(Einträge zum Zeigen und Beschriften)

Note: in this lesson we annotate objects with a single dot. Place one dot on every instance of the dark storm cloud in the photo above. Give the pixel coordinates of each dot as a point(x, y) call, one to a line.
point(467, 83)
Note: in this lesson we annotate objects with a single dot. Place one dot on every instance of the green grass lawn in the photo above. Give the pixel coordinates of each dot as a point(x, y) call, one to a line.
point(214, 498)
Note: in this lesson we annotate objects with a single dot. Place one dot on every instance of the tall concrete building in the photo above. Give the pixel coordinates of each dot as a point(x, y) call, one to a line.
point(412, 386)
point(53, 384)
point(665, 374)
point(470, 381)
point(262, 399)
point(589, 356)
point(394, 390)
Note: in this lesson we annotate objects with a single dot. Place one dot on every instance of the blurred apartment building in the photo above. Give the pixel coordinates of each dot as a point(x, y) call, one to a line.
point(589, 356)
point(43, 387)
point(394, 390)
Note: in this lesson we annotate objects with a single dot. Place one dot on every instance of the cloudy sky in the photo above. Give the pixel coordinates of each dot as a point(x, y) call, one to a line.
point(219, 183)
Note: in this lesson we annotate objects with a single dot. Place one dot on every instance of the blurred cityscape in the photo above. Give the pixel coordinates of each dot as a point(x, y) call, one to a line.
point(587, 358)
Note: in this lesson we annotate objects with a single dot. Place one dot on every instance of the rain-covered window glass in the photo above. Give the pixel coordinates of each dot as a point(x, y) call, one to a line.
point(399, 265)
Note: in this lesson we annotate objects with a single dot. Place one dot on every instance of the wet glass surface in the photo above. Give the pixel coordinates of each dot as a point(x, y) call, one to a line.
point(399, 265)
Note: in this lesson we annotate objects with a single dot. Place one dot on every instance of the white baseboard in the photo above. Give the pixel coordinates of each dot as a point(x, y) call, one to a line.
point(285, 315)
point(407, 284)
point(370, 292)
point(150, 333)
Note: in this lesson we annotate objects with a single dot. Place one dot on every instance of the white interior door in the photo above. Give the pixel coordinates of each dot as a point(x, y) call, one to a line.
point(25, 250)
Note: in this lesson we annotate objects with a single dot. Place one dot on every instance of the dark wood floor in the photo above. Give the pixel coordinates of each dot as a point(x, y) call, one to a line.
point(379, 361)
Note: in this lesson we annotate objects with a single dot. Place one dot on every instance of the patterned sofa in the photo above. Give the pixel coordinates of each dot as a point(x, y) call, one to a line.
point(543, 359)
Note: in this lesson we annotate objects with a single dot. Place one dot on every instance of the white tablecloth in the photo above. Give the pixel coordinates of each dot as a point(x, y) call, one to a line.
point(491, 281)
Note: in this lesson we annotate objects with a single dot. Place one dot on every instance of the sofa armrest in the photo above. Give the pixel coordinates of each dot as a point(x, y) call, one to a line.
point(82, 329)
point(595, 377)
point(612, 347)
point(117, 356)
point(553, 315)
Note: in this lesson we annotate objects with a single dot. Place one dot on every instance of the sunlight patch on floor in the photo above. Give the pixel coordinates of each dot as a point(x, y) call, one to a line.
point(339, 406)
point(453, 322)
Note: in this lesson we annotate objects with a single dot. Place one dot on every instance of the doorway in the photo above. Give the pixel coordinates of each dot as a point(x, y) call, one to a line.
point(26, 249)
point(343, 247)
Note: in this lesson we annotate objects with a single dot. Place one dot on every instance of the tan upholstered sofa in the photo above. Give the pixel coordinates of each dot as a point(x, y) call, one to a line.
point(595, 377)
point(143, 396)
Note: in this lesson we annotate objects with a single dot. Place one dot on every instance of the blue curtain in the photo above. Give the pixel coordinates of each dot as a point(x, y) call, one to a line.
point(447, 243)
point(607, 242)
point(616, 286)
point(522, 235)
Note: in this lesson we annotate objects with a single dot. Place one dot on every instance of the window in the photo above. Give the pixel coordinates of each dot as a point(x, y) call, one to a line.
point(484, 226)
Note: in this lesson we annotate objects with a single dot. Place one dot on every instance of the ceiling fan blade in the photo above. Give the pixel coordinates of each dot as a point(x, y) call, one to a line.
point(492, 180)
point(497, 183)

[Zu erledigende Aufgabe]
Stelle die Zeilen vom Anfang bis einschließlich der Zeile mit „point(467, 83)“ als JSON-Liste von Zeichenketten dar. Jede Zeile wird eine Zeichenkette, und Leerzeilen entfallen.

[Lösung der Aufgabe]
[
  "Note: in this lesson we annotate objects with a single dot. Place one dot on every instance of the dark storm cloud in the photo above. Give the pixel coordinates of each dot as a point(x, y) call, one to a line.",
  "point(467, 83)"
]